### Passage
Start of Block

(Reuters) - Seven Baltimore police officers were arrested on Wednesday on federal racketeering charges for robbing and extorting up to $200,000 from victims, along with stealing guns and drugs, prosecutors said.
Many of the alleged shakedowns took place while the Baltimore Police Department was under intense media scrutiny and facing a U.S. Justice Department civil rights investigation for the 2015 police-involved death of a black man that plunged the largely African-American city into turmoil.
A grand jury last week indicted six detectives and a sergeant on charges of extorting money and robbing residents, filing false court paperwork and making false overtime claims, the U.S. Attorney’s Office for Maryland said. The indictment was unsealed on Wednesday.
“These are really simply robberies by people wearing police uniforms,” U.S. Attorney Rod Rosenstein told a news conference.
The officers, all members in 2015 and 2016 of a gun-crime investigation unit, stole firearms, drugs and cash ranging from $200 to $200,000 from victims, some of whom had not committed crimes, Rosenstein’s office said in a statement.

End of Block

(Referring expression data)
Start of Block

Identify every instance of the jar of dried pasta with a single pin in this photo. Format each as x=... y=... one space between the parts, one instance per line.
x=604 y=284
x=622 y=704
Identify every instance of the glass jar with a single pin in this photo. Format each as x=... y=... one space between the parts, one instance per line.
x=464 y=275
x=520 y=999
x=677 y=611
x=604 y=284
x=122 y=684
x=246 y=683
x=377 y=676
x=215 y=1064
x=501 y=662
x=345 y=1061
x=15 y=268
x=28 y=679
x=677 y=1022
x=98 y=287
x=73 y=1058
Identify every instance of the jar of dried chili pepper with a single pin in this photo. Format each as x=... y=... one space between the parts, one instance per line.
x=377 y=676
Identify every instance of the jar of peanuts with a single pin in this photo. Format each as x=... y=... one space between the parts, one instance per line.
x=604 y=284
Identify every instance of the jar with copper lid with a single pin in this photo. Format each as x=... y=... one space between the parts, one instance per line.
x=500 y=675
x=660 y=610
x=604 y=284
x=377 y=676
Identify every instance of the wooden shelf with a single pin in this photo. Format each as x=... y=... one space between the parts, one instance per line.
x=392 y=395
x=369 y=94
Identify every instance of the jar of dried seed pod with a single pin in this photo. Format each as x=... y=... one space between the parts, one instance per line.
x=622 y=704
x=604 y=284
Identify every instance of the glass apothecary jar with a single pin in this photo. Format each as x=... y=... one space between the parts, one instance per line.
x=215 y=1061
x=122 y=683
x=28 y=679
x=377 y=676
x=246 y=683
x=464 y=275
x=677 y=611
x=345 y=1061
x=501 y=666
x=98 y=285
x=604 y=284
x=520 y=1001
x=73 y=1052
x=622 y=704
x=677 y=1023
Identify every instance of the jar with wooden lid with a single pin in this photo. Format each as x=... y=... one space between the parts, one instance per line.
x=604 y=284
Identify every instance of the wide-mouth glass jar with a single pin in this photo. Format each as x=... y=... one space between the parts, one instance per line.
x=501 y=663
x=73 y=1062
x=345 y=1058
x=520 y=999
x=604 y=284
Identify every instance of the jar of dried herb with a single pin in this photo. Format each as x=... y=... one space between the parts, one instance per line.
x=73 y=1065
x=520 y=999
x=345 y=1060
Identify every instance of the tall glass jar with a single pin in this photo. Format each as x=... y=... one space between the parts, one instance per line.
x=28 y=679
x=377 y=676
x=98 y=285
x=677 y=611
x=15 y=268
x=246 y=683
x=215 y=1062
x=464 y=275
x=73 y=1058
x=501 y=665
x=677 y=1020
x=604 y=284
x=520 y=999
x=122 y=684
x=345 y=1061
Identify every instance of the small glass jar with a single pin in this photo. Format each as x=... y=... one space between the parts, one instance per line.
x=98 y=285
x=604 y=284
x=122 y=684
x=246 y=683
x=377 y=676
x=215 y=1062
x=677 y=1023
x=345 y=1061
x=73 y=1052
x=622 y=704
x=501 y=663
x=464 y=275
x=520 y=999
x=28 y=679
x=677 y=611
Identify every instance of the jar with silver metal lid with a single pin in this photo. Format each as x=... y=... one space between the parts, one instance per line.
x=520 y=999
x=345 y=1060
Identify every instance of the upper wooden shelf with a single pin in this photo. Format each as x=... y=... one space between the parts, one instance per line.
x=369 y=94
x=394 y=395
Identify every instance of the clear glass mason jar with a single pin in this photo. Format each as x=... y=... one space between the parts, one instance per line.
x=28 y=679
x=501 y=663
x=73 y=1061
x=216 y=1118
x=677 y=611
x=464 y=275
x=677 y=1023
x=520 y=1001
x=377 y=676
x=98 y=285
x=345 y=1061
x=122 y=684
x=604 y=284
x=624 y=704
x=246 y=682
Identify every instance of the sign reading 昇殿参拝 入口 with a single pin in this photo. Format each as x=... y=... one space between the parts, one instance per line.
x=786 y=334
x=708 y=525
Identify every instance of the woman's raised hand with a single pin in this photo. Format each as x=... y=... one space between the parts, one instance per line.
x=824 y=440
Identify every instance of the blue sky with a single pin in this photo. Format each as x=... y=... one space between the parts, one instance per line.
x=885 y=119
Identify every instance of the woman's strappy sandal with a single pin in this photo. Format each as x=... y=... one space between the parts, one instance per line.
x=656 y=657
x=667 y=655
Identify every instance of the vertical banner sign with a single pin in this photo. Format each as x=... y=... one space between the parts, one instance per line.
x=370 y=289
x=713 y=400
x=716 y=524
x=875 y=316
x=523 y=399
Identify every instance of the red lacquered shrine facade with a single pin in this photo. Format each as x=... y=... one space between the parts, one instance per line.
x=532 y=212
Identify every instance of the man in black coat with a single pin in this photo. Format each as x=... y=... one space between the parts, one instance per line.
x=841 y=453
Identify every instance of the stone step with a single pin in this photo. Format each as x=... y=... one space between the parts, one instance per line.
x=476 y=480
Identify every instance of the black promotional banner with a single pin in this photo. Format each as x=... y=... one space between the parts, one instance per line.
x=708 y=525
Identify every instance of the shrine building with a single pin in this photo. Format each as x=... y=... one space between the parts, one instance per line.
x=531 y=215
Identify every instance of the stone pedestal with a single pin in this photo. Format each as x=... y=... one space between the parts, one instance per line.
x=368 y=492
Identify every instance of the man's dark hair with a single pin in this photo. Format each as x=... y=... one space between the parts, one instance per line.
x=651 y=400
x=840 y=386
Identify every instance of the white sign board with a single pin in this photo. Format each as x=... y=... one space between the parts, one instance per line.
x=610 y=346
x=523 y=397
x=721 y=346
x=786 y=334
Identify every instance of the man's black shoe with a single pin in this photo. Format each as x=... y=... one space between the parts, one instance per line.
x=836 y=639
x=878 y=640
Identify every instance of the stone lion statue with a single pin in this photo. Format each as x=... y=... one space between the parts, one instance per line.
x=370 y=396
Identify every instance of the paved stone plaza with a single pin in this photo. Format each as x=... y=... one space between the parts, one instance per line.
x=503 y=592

End of Block

Check each statement against the report on the Baltimore police arrests, answering yes or no and quoting the words of the report that decide it. 1. Eight officers were arrested. 2. The indictment was unsealed on Wednesday. 3. Some of the victims had not committed crimes.

1. No: "Seven Baltimore police officers were arrested on Wednesday"
2. Yes: "The indictment was unsealed on Wednesday."
3. Yes: "some of whom had not committed crimes"